RECORDS SHOWN
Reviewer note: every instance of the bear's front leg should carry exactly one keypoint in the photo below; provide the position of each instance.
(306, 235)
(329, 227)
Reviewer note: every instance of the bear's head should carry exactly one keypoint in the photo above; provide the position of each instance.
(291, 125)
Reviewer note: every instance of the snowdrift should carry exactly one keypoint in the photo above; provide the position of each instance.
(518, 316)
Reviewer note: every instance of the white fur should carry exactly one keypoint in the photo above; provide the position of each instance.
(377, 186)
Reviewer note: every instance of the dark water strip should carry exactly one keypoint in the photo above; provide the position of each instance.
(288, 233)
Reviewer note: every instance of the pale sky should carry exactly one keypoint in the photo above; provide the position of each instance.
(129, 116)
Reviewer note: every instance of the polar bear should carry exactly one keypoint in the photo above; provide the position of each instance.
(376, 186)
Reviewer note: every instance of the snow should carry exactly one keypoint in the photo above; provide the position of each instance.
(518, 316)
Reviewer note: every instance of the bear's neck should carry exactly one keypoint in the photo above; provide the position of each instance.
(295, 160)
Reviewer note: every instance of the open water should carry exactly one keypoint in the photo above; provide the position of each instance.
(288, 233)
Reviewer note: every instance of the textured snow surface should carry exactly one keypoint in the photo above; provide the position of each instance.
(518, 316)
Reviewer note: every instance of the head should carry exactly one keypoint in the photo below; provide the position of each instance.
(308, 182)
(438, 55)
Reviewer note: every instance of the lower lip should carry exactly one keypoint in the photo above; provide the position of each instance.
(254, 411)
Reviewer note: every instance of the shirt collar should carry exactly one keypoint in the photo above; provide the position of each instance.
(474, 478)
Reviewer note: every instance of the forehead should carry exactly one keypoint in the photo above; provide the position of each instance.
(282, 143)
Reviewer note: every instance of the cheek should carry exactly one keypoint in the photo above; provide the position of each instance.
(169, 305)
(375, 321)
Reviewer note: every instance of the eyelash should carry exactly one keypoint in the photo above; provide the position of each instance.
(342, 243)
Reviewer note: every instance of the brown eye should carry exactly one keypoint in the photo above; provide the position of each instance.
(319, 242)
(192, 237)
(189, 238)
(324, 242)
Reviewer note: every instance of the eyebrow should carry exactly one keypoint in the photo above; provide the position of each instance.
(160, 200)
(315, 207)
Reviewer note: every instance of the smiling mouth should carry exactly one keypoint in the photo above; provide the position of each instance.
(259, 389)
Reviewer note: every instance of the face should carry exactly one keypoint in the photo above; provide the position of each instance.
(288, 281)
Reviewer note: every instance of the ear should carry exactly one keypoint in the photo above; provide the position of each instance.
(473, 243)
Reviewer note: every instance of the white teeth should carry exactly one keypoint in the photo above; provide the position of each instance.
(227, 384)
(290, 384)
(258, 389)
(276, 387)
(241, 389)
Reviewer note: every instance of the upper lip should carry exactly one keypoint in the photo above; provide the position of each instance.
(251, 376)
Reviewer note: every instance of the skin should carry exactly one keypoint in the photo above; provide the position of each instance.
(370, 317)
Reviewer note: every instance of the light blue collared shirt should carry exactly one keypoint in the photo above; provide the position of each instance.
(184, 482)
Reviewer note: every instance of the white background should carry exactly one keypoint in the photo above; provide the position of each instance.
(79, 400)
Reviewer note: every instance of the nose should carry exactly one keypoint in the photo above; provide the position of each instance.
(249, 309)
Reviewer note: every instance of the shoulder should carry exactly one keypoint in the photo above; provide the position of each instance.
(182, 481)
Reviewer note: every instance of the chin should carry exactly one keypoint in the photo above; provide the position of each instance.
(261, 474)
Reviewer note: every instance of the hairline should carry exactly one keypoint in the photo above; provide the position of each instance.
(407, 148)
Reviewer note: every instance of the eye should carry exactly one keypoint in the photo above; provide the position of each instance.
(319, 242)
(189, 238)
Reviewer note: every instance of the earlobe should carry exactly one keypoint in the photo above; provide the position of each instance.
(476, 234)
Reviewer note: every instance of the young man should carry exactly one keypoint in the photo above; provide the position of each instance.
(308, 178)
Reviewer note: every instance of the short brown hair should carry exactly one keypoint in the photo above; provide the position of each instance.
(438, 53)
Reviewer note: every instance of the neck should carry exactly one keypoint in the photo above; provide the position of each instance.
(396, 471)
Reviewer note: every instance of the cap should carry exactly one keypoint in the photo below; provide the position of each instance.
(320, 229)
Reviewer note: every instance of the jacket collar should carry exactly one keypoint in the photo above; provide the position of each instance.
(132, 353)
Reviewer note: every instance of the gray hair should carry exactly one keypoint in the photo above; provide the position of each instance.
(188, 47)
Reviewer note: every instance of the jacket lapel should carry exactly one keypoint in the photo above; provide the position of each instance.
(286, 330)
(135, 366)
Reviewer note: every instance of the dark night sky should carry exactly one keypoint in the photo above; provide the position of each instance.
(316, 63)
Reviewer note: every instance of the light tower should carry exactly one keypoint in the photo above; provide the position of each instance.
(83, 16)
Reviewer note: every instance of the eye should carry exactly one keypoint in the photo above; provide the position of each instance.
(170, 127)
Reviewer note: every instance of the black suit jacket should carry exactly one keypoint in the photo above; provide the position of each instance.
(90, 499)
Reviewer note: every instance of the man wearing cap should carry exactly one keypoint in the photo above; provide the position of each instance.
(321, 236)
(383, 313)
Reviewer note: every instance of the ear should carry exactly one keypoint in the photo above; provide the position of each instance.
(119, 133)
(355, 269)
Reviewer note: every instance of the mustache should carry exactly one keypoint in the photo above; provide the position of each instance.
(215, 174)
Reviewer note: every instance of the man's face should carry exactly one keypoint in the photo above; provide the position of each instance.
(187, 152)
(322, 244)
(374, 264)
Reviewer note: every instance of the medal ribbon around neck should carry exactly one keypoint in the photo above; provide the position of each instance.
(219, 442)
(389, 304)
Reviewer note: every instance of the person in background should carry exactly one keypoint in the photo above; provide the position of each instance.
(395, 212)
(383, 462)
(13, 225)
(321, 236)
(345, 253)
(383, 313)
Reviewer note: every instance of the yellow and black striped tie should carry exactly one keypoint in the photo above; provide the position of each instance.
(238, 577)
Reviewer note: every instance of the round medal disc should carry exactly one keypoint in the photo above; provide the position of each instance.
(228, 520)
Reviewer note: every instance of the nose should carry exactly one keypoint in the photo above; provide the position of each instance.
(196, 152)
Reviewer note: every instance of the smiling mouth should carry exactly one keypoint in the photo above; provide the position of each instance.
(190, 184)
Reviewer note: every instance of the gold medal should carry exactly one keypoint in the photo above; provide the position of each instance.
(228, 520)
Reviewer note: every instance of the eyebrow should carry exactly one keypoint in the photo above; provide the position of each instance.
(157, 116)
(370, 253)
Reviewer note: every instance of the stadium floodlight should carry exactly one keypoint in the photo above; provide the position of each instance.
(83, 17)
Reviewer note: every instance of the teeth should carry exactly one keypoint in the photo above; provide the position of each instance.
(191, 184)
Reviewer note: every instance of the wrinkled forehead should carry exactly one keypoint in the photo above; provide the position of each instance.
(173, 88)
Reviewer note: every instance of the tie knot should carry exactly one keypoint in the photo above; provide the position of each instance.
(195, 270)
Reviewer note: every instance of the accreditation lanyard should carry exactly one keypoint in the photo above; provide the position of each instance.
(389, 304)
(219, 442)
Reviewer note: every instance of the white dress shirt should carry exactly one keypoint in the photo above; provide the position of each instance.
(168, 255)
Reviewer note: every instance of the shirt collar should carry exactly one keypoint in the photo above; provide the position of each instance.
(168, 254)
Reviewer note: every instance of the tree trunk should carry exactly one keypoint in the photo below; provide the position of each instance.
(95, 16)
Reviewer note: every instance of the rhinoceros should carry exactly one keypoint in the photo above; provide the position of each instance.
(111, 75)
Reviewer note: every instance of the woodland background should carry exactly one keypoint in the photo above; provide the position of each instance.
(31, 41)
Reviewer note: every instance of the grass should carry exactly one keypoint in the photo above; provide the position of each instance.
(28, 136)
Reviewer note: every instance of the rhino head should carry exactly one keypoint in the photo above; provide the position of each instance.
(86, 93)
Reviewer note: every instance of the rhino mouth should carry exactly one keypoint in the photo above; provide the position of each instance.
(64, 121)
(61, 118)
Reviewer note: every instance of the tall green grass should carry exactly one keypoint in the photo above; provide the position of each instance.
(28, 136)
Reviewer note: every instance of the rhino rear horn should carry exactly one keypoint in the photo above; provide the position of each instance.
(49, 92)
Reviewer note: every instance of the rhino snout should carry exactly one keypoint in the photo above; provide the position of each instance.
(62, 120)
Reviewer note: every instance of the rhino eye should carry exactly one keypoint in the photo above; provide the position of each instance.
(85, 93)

WHAT IS BEING ASKED
From the line holding "Reviewer note: every instance of the rhino eye" to the final line of the data, output each line exactly and nothing more.

TASK SOLUTION
Reviewer note: every instance of the rhino eye should carry exactly one keypoint in the photo above; provide the position of each instance.
(85, 93)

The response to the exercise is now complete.